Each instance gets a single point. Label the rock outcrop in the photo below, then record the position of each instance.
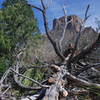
(45, 51)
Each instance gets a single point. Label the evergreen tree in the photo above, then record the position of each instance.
(17, 25)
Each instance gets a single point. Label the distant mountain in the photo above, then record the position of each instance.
(45, 52)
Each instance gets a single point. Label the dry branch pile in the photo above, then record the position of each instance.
(73, 74)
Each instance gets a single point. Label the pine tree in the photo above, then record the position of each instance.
(17, 25)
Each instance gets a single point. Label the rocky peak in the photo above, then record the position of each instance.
(75, 23)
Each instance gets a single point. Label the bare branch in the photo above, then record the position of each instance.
(28, 78)
(82, 83)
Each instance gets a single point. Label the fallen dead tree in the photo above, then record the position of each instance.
(55, 87)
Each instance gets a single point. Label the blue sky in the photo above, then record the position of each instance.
(76, 7)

■ WHAT YOU SHOULD DO:
Rewrite all the lines above as a numbered list, skipping any blank lines and leaving out the picture.

■ OUTPUT OF THE EXERCISE:
1. Each instance gets a single point. Label the rock outcrop in the photo below, then record the position of each instance.
2. (45, 51)
3. Each instance gets a single point. Label the evergreen tree in the photo above, then record the position of each instance.
4. (17, 25)
5. Each instance gets a single point. Label the distant mountain in the photo above, then record the position of each instance.
6. (45, 52)
7. Each instance gets a single point. Label the dry branch pile in the photo above, then record the position of each instance.
8. (73, 74)
9. Each instance gets a single point. Label the pine tree in the photo above, then record the position of each instance.
10. (17, 25)
11. Each instance gets a single point. Label the rocky peak in the photo above, then record the position of each instance.
12. (75, 23)
13. Each instance gets a single point. Label the bare branch in the photo above, then record the position of each instance.
14. (28, 78)
15. (82, 83)
16. Each instance gets a single point. Label the fallen dead tree in the photo above, then record the position of each instance.
17. (55, 87)
18. Each instance gets a single point. Label the blue sky in the photo above, then record the position of each instance.
19. (76, 7)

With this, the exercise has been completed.